*What is asked*:
Print the lines from the records below, starting with the line that contains "of the curved" and going on through the last line of the records, reproducing each one word for word.

— BEGIN Records for this task —

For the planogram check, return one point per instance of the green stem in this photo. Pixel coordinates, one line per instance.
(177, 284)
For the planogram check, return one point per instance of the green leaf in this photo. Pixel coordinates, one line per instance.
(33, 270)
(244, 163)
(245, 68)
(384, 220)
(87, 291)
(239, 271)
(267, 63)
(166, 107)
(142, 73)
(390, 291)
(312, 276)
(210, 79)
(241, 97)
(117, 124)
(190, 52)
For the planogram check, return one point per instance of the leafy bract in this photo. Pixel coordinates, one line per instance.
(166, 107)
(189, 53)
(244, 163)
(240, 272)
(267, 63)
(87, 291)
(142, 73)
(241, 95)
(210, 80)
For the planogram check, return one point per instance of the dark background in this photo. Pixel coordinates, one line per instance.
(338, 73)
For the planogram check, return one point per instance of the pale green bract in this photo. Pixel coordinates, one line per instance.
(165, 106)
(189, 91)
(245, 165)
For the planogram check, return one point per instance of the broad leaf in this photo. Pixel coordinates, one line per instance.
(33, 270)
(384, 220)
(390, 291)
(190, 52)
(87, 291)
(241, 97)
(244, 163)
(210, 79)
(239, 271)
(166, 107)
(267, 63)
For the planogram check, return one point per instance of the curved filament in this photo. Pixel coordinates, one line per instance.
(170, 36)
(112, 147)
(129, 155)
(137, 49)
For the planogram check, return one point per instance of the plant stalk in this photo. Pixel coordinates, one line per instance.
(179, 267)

— END Records for this task —

*Problem solution*:
For the planogram check, return one point per instance of the curved filament in this photo. Pixel coordinates, one line per instance.
(170, 36)
(112, 147)
(129, 155)
(137, 49)
For the planogram check, return one point per instance of the plant stalk in this photo. Pixel coordinates, one line per instance.
(179, 267)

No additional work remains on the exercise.